**Information given**.
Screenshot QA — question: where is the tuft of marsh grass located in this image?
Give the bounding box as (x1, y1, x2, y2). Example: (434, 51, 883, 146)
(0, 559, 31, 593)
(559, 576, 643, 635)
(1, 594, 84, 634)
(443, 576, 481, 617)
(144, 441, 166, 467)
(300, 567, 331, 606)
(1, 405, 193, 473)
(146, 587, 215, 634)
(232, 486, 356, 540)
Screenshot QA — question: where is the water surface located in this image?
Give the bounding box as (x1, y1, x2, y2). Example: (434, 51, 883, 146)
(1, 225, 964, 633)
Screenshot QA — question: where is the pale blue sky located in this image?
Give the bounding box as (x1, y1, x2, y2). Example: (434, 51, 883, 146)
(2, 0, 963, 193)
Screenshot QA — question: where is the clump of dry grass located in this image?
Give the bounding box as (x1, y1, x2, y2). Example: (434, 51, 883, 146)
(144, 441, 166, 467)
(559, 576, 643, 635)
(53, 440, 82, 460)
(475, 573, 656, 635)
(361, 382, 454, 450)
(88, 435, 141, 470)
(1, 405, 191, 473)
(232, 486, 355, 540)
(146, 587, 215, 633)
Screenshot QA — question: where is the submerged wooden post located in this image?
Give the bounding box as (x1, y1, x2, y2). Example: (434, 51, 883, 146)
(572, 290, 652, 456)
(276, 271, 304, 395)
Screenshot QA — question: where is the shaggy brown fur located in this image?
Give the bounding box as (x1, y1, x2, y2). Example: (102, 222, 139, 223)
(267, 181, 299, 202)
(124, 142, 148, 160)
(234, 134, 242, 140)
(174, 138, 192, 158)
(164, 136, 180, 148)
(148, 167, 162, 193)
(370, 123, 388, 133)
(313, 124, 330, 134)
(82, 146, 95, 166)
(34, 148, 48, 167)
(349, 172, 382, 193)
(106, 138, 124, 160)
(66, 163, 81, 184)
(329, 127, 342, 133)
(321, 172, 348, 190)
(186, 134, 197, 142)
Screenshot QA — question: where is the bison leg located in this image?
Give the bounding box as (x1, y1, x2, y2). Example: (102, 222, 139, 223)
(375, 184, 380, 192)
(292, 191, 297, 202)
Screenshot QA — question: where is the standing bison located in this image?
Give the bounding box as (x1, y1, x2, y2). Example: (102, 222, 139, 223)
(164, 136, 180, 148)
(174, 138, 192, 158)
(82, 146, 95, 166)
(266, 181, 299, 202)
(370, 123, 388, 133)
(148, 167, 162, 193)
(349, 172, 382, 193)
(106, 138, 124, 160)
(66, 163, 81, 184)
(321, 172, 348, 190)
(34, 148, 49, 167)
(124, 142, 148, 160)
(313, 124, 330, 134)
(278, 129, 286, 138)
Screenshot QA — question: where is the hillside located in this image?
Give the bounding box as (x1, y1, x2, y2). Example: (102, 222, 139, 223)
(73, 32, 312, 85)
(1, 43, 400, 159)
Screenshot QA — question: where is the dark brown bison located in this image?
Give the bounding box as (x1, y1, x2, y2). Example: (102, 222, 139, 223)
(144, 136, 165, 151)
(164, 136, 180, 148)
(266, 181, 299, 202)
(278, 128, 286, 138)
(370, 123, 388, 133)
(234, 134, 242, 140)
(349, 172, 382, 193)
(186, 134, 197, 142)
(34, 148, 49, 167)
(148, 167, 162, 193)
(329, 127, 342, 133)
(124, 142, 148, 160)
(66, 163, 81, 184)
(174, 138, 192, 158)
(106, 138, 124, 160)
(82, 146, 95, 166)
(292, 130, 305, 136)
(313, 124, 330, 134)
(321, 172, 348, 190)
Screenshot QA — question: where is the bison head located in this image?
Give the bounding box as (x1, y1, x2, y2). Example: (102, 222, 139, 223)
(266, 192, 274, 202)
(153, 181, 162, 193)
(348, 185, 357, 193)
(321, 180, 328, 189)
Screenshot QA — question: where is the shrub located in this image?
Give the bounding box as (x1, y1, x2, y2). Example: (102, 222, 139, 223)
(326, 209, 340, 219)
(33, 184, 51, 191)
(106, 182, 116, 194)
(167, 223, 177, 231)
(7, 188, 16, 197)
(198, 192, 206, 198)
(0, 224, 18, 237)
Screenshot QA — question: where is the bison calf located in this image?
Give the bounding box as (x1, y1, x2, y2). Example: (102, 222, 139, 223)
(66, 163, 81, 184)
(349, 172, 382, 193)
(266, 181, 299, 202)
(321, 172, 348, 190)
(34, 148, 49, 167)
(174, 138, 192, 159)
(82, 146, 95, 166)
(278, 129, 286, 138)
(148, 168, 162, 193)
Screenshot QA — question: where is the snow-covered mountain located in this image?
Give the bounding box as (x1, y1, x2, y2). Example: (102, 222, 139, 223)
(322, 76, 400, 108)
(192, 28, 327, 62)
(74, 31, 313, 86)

**Directions for this task**. Work through the records above. Copy every line with the string "brown".

**Problem solution**.
Screenshot QA — question: where is the shaggy brown fur located in this image?
Screenshot QA — question: where is the dark brown bison located in this image?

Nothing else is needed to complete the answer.